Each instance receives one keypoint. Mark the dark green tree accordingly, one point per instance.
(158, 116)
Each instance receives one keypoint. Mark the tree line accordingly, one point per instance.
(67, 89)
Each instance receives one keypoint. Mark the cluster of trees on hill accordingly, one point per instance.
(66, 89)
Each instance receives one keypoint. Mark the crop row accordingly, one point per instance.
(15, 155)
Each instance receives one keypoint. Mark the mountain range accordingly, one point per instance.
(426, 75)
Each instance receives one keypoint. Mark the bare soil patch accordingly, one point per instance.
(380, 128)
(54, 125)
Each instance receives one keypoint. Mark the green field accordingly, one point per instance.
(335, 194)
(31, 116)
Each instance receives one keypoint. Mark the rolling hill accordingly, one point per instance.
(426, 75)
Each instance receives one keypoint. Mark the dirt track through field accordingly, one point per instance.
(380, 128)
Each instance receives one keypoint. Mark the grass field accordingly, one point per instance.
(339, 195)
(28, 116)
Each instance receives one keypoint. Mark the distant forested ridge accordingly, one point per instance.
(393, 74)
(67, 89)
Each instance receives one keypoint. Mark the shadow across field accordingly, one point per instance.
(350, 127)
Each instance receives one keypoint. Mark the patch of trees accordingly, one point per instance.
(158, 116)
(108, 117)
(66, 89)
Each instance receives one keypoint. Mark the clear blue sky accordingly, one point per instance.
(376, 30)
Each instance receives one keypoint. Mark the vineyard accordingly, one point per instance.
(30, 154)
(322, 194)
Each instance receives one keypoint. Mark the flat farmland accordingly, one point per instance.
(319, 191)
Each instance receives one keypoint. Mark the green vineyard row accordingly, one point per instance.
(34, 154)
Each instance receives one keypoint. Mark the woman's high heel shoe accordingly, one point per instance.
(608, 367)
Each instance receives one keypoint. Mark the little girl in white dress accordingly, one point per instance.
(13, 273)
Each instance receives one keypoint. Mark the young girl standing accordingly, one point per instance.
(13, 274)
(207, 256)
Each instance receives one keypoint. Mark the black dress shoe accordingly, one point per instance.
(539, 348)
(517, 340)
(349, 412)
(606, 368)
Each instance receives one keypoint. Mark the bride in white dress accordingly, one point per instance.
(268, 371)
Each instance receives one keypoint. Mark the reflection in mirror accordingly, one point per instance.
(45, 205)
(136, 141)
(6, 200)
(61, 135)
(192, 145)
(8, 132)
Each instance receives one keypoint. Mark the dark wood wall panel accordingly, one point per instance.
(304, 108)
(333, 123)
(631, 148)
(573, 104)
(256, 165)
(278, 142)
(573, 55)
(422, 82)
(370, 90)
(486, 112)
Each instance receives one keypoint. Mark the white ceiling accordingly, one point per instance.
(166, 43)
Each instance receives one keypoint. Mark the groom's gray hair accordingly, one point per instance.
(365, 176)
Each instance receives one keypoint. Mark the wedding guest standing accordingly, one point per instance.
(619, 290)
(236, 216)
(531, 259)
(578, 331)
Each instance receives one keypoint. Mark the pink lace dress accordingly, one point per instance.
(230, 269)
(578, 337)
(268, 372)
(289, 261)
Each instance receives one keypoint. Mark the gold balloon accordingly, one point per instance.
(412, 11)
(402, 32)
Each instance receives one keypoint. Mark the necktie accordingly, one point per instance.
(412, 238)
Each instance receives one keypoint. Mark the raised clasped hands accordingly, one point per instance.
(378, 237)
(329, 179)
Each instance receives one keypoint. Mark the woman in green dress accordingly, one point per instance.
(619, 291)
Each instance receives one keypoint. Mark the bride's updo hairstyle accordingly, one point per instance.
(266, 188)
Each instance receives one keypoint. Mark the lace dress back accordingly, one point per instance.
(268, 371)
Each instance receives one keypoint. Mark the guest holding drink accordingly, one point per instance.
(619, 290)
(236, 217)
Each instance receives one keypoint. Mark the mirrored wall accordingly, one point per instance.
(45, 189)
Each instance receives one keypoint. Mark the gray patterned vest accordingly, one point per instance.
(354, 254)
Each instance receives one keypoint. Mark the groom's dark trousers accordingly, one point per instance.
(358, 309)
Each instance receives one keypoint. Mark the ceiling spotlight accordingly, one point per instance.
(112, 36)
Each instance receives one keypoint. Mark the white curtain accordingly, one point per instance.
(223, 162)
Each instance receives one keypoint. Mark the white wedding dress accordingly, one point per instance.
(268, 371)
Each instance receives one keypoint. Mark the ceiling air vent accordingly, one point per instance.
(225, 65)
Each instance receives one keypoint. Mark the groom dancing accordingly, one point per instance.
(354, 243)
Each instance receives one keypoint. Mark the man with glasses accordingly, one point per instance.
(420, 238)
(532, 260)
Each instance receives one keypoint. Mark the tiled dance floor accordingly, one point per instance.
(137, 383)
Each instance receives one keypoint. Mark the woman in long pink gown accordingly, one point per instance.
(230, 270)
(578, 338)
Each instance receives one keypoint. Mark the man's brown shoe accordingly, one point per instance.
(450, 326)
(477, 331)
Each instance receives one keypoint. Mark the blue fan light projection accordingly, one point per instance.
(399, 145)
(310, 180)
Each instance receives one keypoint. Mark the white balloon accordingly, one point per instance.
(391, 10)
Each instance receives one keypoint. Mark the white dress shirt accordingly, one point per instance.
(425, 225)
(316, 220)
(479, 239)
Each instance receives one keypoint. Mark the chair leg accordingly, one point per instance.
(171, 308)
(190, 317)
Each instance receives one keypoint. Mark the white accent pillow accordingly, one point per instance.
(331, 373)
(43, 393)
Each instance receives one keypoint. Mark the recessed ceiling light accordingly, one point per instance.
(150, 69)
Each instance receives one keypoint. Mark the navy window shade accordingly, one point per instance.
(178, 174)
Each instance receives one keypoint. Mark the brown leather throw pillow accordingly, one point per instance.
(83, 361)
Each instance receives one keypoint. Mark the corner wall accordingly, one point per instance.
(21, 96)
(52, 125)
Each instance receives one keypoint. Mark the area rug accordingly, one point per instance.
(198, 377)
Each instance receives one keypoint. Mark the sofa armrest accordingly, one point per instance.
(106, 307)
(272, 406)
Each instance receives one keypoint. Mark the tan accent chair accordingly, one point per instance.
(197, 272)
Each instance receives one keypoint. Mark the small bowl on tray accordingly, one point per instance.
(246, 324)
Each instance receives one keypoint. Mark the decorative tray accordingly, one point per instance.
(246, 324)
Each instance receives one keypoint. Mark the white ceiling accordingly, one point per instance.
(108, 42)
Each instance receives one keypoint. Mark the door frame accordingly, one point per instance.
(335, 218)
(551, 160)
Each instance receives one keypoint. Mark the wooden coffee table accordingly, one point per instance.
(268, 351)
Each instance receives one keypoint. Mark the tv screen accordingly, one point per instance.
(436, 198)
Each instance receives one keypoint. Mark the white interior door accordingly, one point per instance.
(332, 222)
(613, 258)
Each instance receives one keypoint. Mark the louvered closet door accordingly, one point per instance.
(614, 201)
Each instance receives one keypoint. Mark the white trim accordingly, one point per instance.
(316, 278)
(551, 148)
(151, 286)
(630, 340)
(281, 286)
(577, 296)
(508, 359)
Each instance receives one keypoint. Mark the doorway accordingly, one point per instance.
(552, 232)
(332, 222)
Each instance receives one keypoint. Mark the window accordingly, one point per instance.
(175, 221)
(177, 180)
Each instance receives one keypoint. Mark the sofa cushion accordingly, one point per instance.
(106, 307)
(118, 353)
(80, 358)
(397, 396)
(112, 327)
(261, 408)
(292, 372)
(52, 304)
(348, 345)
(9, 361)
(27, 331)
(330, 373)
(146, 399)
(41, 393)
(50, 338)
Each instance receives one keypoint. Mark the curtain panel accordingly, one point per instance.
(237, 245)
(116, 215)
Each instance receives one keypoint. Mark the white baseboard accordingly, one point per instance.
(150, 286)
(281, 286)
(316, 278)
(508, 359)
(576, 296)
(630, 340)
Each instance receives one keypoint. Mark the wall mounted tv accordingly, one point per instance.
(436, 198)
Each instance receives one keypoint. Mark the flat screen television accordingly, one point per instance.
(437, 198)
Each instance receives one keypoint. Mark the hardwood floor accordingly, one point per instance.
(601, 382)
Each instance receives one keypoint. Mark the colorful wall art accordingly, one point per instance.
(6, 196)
-- -- --
Goal of the exercise: Your task is to output exactly the lines running from the one with "Each instance receives one keypoint. Mark the white baseboard" through the final line of the material above, with both ends included.

Final result:
Each instance receives one keypoint. Mark the white baseboard accordingly, one point per instance.
(150, 286)
(281, 286)
(316, 278)
(508, 359)
(576, 296)
(630, 340)
Each instance receives one keypoint. Mark the wall mounted tv accordingly, one point per instance.
(436, 198)
Each instance receives one keypoint. Mark the flat screen television accordingly, one point per instance.
(437, 198)
Each instance receives one keypoint. Mark the hardwood floor accordingly, one point per instance.
(601, 382)
Each instance receives one keypoint. Mark the colorful wall art accordingly, one point per instance.
(6, 196)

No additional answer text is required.